— START Information given —

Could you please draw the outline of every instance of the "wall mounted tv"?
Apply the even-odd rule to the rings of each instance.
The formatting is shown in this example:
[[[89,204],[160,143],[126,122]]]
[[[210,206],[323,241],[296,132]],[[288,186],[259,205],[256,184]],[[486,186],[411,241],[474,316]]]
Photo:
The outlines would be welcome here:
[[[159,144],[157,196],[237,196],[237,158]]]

— END Information given —

● **Exercise description**:
Express each line of the rows above as a JSON list of strings, with one string per line and blank lines omitted.

● **Task response**:
[
  "Could you please draw the outline of every instance of the \"wall mounted tv\"?",
  "Apply the even-odd rule to the rings of each instance.",
  "The formatting is shown in this example:",
  "[[[89,204],[160,143],[126,122]]]",
  "[[[210,206],[323,241],[296,132]],[[288,186],[259,205],[256,184]],[[486,186],[411,241],[474,316]]]",
  "Photo:",
  "The outlines would be welcome here:",
  "[[[159,144],[157,196],[237,196],[237,158]]]"
]